### SUPPLIED MATERIAL:
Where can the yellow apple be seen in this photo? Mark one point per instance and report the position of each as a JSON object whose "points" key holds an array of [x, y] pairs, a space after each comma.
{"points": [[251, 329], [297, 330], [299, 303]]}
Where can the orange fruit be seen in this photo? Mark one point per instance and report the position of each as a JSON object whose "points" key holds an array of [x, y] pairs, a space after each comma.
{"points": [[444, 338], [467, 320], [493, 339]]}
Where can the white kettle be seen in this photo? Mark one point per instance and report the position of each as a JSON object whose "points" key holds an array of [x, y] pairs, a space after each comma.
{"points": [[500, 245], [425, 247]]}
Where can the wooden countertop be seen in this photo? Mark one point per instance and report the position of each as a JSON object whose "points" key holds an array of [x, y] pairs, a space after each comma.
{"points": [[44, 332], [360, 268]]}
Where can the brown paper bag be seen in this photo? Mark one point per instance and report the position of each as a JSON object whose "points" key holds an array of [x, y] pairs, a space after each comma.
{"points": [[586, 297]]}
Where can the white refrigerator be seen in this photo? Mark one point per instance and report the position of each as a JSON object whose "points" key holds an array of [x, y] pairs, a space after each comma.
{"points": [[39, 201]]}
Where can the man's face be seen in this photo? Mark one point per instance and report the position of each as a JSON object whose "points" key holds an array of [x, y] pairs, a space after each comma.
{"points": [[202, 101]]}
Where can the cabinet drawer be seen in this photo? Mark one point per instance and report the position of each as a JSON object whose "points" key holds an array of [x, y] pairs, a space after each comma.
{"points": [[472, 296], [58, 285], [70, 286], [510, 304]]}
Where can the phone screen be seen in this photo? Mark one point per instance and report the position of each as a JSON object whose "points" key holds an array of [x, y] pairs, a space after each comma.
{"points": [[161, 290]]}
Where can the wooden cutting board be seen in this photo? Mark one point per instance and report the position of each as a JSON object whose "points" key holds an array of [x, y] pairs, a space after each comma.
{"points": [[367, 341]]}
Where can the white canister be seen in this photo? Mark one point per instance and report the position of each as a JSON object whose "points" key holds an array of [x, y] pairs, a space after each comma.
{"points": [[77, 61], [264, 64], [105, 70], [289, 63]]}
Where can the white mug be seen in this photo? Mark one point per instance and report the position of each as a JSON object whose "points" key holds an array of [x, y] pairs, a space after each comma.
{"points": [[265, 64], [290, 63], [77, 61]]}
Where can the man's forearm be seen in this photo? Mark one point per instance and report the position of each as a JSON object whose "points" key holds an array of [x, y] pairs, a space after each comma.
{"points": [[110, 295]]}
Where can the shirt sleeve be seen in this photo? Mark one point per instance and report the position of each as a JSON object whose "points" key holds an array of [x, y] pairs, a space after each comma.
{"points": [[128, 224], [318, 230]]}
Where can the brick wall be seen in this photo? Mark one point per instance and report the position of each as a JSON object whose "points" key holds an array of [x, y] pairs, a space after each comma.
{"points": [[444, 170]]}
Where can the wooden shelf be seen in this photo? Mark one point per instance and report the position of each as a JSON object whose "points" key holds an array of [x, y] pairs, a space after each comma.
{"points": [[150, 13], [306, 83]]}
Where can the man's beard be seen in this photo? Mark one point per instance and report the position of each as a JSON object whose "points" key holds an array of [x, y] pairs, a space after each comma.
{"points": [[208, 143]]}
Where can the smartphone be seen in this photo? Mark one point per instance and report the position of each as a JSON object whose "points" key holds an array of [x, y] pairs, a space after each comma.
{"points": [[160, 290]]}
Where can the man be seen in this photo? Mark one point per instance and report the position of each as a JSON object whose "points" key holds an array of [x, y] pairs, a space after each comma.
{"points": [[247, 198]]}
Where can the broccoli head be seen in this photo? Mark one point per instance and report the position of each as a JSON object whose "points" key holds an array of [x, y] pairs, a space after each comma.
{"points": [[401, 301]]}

### TASK DESCRIPTION:
Repeat the whole listing above without any change.

### SOLUTION FOR THIS TASK:
Where can the yellow apple be seen in this photo? Mark one point per instance and report the position of each as a JSON object whose "points" key holds an array of [x, y] pairs, a space after each comma.
{"points": [[251, 329], [297, 330], [299, 303]]}
Where can the orange fruit be seen in this photo? Mark one point per instance and report the position of each as a JSON object whose "points" key holds an array of [x, y] pairs, a space after each comma.
{"points": [[444, 338], [467, 320], [493, 339]]}
Where can the white kettle be seen in this photo? Mark one point per instance and report the position of each as a JSON object whose "points" key holds an array of [x, y] pairs, a space after each comma.
{"points": [[500, 245], [425, 247]]}
Where can the wooden countertop be seen in this photo? Mark one point per instance and report the position of each as a JSON object whose "points" key holds an array of [x, y] pairs, a space after each comma.
{"points": [[44, 332], [360, 268]]}
Where can the brown paper bag be seen in this photo? Mark one point per instance and report the position of each as a JSON object whose "points" key holds an array of [x, y] pairs, a space after each comma.
{"points": [[586, 297]]}
Where can the white refrigerator be seen in this photo? Mark one point per instance and report the position of each as a JSON object whose "points" key holds an array of [x, y] pairs, a space after each comma.
{"points": [[39, 201]]}
Where can the man's face be seen in this photo? Mark one point per instance and report the position of each as a JSON object whose "points" key holds an array of [x, y] pairs, a space after each comma.
{"points": [[202, 101]]}
Where can the cabinet drawer be seen in this photo? Mark one point per instance and report the position of each as a JSON object whose "points" key holds an array of [x, y] pairs, a space after each comma.
{"points": [[472, 296], [58, 285], [70, 286], [510, 304]]}
Where can the phone screen be seen in this photo? Mark one point per instance and report the position of each as a JSON object whose "points" key holds an array of [x, y] pairs, a space after each comma.
{"points": [[161, 290]]}
Where can the wooden cutting board be seen in this photo? Mark one point per instance and report the position of each as a JSON object whose "points" key holds an array of [x, y] pairs, a space after each comma.
{"points": [[367, 341]]}
Where can the white canister be seen in this photo? Mark one point per instance and report the position of each as a JSON object whose "points" key holds an array of [x, y] pairs, a space after each comma.
{"points": [[77, 61], [264, 64], [105, 70], [289, 63]]}
Where can the white mug be seen in this photo? Mark one point per instance and report the position of each as a JSON object whose "points" key holds an array of [x, y] pairs, a space after each comma.
{"points": [[265, 64], [290, 63], [77, 61]]}
Where can the man's forearm be seen in this photo? Mark one point per instance and report the position of each as a JSON object whose "points" key holds an array of [x, y] pairs, a space after each comma.
{"points": [[110, 295]]}
Where can the shirt sleeve be seen in this photo? Mark one point per instance and report the position of each as a JSON object whose "points" key holds an array of [x, y] pairs, a space after each comma.
{"points": [[128, 224], [318, 230]]}
Where can the brick wall be seen in this photo? Mark one point per instance and report the position of each as a JSON object whose "points" key holds an array of [x, y] pairs, a space after each comma.
{"points": [[444, 170]]}
Where can the wooden shelf be seen in this photo? Mark one point per instance and report the position of each as a JSON object whose "points" key holds an array of [x, y] pairs, a space after each comma.
{"points": [[150, 13], [306, 83]]}
Where can the man's beard be seen in this photo? Mark one point per instance and report the position of each as a JSON object whose "points" key holds an array of [x, y] pairs, a space after each comma.
{"points": [[208, 143]]}
Where can the smartphone be seen in this photo? Mark one point per instance and report the position of each as a JSON object whose "points" key holds an array of [x, y] pairs, a space after each comma.
{"points": [[160, 290]]}
Where can the man be seen in this photo? Mark one point per instance and report the position of each as a JSON object whose "points" key holds an array of [x, y] pairs, a space after each comma.
{"points": [[247, 198]]}
Where can the broccoli head be seen in this photo? Mark one point per instance and report the position of each as a JSON object whose "points" key holds an array of [x, y] pairs, a space after each comma.
{"points": [[401, 301]]}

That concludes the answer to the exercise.